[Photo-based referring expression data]
*** Block opens ***

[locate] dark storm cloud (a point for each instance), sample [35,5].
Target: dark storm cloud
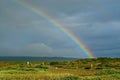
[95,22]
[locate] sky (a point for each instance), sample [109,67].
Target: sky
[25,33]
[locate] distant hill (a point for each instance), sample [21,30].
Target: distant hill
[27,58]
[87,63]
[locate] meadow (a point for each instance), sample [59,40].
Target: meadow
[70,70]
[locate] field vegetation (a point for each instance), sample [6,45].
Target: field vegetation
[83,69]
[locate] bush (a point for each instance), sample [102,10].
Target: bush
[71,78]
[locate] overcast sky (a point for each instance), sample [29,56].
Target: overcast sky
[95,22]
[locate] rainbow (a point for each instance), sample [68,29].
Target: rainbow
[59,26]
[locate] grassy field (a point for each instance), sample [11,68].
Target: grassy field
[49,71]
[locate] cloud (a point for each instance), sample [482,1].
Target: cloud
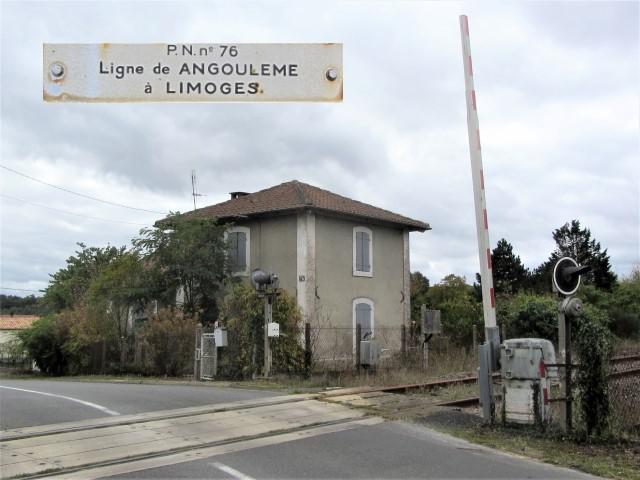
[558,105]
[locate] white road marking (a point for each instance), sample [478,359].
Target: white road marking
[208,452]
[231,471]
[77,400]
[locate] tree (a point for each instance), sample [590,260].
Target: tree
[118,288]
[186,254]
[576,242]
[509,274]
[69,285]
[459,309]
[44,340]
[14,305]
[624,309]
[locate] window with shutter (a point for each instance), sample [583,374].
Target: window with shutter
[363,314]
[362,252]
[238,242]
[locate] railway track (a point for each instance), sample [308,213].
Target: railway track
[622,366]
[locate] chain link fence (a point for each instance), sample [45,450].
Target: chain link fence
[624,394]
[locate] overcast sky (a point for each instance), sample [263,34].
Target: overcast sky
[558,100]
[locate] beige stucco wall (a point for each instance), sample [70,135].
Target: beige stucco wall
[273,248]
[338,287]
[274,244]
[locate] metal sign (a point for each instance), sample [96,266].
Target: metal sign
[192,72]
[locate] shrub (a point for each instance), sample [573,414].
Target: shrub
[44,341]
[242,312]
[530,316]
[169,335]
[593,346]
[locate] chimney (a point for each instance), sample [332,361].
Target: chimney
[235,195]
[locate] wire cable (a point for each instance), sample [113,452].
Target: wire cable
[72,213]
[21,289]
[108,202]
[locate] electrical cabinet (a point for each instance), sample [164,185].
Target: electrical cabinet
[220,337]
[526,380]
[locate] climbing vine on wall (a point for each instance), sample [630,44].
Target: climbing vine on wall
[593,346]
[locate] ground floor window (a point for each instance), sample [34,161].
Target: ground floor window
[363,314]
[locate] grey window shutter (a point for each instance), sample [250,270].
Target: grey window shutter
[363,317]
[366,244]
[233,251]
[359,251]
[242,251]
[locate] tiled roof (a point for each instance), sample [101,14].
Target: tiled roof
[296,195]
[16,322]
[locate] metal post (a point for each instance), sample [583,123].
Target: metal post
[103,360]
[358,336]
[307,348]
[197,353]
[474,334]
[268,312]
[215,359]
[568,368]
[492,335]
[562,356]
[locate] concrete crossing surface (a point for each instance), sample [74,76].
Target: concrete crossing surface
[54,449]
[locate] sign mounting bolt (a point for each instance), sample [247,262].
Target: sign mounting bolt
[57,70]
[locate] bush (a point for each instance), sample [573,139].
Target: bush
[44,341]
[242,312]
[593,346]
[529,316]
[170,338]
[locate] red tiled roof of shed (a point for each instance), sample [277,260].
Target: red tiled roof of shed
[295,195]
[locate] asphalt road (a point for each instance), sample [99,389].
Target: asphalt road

*** Block closes ***

• **TASK STATEMENT**
Transcribe all data precisely. Pictures are not copied.

• **EXERCISE SOLUTION**
[locate] dark storm cloud (a point for each instance), sample [35,5].
Target: dark storm cloud
[95,22]
[locate] sky (a point for each instance), sample [109,67].
Target: sky
[25,33]
[locate] distant hill (a point for each instance), sample [21,30].
Target: distant hill
[27,58]
[87,63]
[locate] meadow (a point for each instance), sample [59,40].
Target: meadow
[70,70]
[locate] field vegetation (a point for each instance), sample [6,45].
Target: field vegetation
[83,69]
[locate] bush (a point for each instance), sample [102,10].
Target: bush
[71,78]
[locate] overcast sky (a point for each instance), sample [29,56].
Target: overcast sky
[95,22]
[locate] rainbow (a point for each instance), sample [68,29].
Target: rainbow
[59,26]
[locate] grassy field (a point for each instance), sample [11,68].
Target: grassy field
[49,71]
[locate] cloud (a point for each instance), sample [482,1].
Target: cloud
[558,105]
[locate] white road marking (a point for each instance), sample [478,359].
Target: white road marking
[208,452]
[231,471]
[77,400]
[locate] tree (a point for each instance), sample [590,260].
Target: tree
[118,288]
[186,254]
[576,242]
[509,274]
[69,285]
[459,309]
[44,340]
[14,305]
[624,309]
[locate] window with shutter (a point for each instance), sample [583,374].
Target: window with shutter
[363,314]
[362,252]
[238,242]
[locate] railway track (a point for each instance), sample [308,213].
Target: railway track
[622,366]
[locate] chain link fence (a point for each instance), sample [45,450].
Target: chain link fence
[624,394]
[locate] overcast sky (a point for each instance), sample [263,34].
Target: overcast sky
[558,100]
[locate] beige stucco wall (a point for each instance), sample [70,135].
Target: beige stucco wall
[273,248]
[338,287]
[274,244]
[locate] metal sign (a point for each instance), sample [96,266].
Target: metal sign
[192,72]
[locate] shrub (a point for each instance), sample [573,414].
Target: shrub
[44,341]
[242,312]
[530,316]
[169,335]
[593,346]
[locate] chimney (a point for each instance), sample [332,361].
Target: chimney
[235,195]
[locate] wire cable (a point for each instance), sample [113,452].
Target: wire cable
[72,213]
[21,289]
[108,202]
[locate] electrical cabinet (a point for each instance), sample [164,185].
Target: electrical cabinet
[220,337]
[526,380]
[locate] climbing vine on wall (a point for each instance), sample [630,44].
Target: climbing vine on wall
[593,346]
[locate] ground floor window (a point for each instance), sample [34,161].
Target: ground floor window
[363,314]
[locate] grey window shutter (a point for each instance), sample [250,270].
Target: grey window shutter
[363,317]
[366,244]
[233,251]
[359,251]
[242,251]
[locate] tiled roof (a point for each instance), sample [101,14].
Target: tiled roof
[296,195]
[16,322]
[locate] metal post (a point for each instance), sample [583,123].
Target: metal post
[103,360]
[358,336]
[307,348]
[197,353]
[474,334]
[268,312]
[215,359]
[568,368]
[492,335]
[562,356]
[locate] concrete crossing surface (a point for each instance), sample [74,76].
Target: concrete crossing surface
[54,449]
[locate] sign mounting bolt (a point for each instance), sample [247,262].
Target: sign mounting bolt
[57,70]
[locate] bush (a point for each instance), sample [573,139].
Target: bush
[44,341]
[242,312]
[593,346]
[529,316]
[170,338]
[locate] red tiled roof of shed (a point for each instance), sample [277,260].
Target: red tiled roof of shed
[295,195]
[locate] asphalt road (a point for each instance), sample [99,389].
Target: asphalt road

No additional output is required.